■ PERMINTAAN TERTULIS:
Cetak tanpa perubahan sedikit pun bagian teks tentang fasik dan murtad yang dimulai dari "لَّقَدۡ كَفَرَ ٱلَّذِينَ قَالُوٓاْ إِنَّ ٱللَّهَ هُوَ" dan berakhir pada "keluar dari Islam.".

Fasik secara istilah yaitu seseorang yang menyimpang dari ketaatannya kepada Allah SWT dan melampaui batas dalam perbuatan dosa. Para ulama menyebut, fasik ialah hamba yang melakukan dosa besar dan terus melakukan dosa-dosa kecil. Orang yang fasik senantiasa mengabaikan perintah Allah SWT dan meninggalkan amal saleh. 

Dan murtad adalah sikap mengganti atau meninggalkan suatu agama yang dilakukan oleh seseorang, sehingga ia menjadi ingkar terhadap agama yang diyakini sebelumnya.

Ustadz Abu Hamzah Yusuf al-Atsari dalam tulisan berjudul 'Pembatal-Pembatal Keimanan' menjelaskan, ada tiga perkara yang membatalkan keimanan seseorang terhadap Islam (murtad), yakni qauliyah (ucapan), ‘amaliyah (perbuatan), dan i’tiqadiyah (keyakinan).

Pembatal keimanan karena qauliyah letaknya adalah di lisan di mana kalimat-kalimat yang diucapkan menyebabkan batalnya keimanan dan menjadi kafir.

Banyak orang berpersepsi bahwa mencela Allah SAW, Nabi Muhammad SAW dan agama Islam tidaklah menyebabkan pelakunya menjadi keluar dari Islam (kafir) selama di dalam hatinya masih ada keimanan.

Anggapan ini, kata Ustadz Abu Hamzah, keliru karena bertentangan dengan nas (dalil) dan apa yang telah ditetapkan ulama.

Allah SWT berfirman;

لَّقَدۡ كَفَرَ ٱلَّذِينَ قَالُوٓاْ إِنَّ ٱللَّهَ هُوَ ٱلۡمَسِيحُ ٱبۡنُ مَرۡيَمَۚ

“Sesungguhnya, telah kafirlah orang-orang yang berkata, ‘Sesungguhnya Allah itu ialah al-Masih putra Maryam’.” (al-Maidah: 17)

 

لَّقَدۡ كَفَرَ ٱلَّذِينَ قَالُوٓاْ إِنَّ ٱللَّهَ ثَالِثُ ثَلَٰثَةٍۘ

“Sesungguhnya, telah kafirlah orang-orang yang mengatakan, ‘Sesungguhnya Allah adalah salah satu dari yang tiga’.” (al-Maidah: 73)

Ibnu Taimiyah rahimahullah berkata, “Barang siapa mengucapkan perkataan kufur dengan lisannya, dalam keadaan sengaja dan tahu bahwa itu adalah ucapan kufur, ia telah kafir lahir dan batin. Tidak boleh bagi kita terlalu berlebihan sehingga harus dikatakan, ‘Mungkin saja dalam hatinya ia mukmin’. Siapa yang mengucapkan (kekufuran) itu, sungguh dia telah keluar dari Islam.

■ BARIS DATA:
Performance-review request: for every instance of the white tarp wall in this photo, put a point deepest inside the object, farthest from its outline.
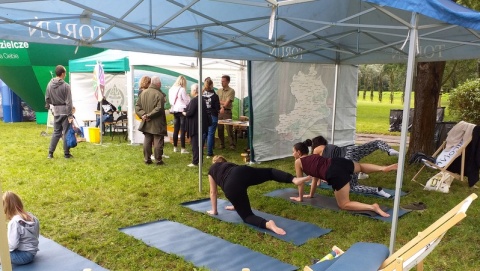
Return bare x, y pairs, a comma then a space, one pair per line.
83, 94
294, 101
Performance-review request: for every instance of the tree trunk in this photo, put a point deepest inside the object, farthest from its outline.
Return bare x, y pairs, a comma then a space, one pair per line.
427, 90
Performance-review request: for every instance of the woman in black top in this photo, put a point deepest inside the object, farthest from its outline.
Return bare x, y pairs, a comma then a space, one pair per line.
213, 107
234, 181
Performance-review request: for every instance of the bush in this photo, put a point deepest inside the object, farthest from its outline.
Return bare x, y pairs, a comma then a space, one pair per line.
464, 102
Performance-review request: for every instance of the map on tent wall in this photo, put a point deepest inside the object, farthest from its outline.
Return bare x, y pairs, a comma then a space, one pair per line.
293, 102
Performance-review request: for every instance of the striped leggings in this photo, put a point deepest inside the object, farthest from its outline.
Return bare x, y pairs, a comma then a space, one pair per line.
356, 153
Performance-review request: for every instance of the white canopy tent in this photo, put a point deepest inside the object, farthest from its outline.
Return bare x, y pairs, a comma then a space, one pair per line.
322, 31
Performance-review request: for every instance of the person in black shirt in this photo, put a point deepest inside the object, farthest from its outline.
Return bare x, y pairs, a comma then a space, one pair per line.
213, 107
234, 180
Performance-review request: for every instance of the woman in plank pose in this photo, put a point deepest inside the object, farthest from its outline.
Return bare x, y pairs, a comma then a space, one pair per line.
234, 180
337, 172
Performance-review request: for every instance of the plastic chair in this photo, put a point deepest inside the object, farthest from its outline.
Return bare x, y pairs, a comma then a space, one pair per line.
444, 156
121, 125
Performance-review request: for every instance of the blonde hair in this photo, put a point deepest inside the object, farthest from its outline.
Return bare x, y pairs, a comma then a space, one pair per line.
145, 82
12, 205
207, 85
218, 159
181, 81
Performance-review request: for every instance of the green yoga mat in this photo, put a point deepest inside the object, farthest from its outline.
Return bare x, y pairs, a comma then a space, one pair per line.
325, 202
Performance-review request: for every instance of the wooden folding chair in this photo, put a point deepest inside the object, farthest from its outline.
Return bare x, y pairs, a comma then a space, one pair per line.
368, 256
441, 156
413, 253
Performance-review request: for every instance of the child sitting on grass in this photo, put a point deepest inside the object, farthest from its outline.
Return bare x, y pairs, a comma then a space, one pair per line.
23, 230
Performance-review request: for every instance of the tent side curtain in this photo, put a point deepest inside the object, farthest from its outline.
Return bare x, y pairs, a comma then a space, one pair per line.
111, 61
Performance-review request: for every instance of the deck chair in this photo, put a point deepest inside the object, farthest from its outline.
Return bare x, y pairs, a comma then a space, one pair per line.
368, 256
121, 125
444, 157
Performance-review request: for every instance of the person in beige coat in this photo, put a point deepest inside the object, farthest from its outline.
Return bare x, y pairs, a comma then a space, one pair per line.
150, 107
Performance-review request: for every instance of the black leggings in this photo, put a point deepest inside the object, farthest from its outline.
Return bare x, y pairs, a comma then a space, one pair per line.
237, 182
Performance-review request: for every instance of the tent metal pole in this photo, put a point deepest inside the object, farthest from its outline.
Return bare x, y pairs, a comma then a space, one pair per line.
334, 108
200, 100
406, 112
250, 111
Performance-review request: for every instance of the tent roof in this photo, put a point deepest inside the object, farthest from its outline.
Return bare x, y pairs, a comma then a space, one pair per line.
112, 61
326, 31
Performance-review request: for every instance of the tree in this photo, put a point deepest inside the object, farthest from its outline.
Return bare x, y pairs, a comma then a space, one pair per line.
427, 86
427, 91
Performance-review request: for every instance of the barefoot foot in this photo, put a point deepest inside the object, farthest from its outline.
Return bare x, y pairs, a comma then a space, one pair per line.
273, 227
390, 168
379, 211
301, 180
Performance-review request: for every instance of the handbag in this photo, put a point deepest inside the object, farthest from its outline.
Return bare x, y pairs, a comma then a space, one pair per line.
439, 182
141, 126
70, 137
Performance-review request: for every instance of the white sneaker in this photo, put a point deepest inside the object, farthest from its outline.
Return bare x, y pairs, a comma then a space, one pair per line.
362, 176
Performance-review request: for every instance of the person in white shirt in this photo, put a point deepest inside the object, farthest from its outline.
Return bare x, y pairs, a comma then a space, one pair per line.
179, 99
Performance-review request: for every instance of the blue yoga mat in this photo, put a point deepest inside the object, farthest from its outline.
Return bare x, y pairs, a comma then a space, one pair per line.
324, 202
53, 256
297, 232
325, 186
202, 249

■ JAWABAN BENAR:
لَّقَدۡ كَفَرَ ٱلَّذِينَ قَالُوٓاْ إِنَّ ٱللَّهَ هُوَ ٱلۡمَسِيحُ ٱبۡنُ مَرۡيَمَۚ

“Sesungguhnya, telah kafirlah orang-orang yang berkata, ‘Sesungguhnya Allah itu ialah al-Masih putra Maryam’.” (al-Maidah: 17)

 

لَّقَدۡ كَفَرَ ٱلَّذِينَ قَالُوٓاْ إِنَّ ٱللَّهَ ثَالِثُ ثَلَٰثَةٍۘ

“Sesungguhnya, telah kafirlah orang-orang yang mengatakan, ‘Sesungguhnya Allah adalah salah satu dari yang tiga’.” (al-Maidah: 73)

Ibnu Taimiyah rahimahullah berkata, “Barang siapa mengucapkan perkataan kufur dengan lisannya, dalam keadaan sengaja dan tahu bahwa itu adalah ucapan kufur, ia telah kafir lahir dan batin. Tidak boleh bagi kita terlalu berlebihan sehingga harus dikatakan, ‘Mungkin saja dalam hatinya ia mukmin’. Siapa yang mengucapkan (kekufuran) itu, sungguh dia telah keluar dari Islam.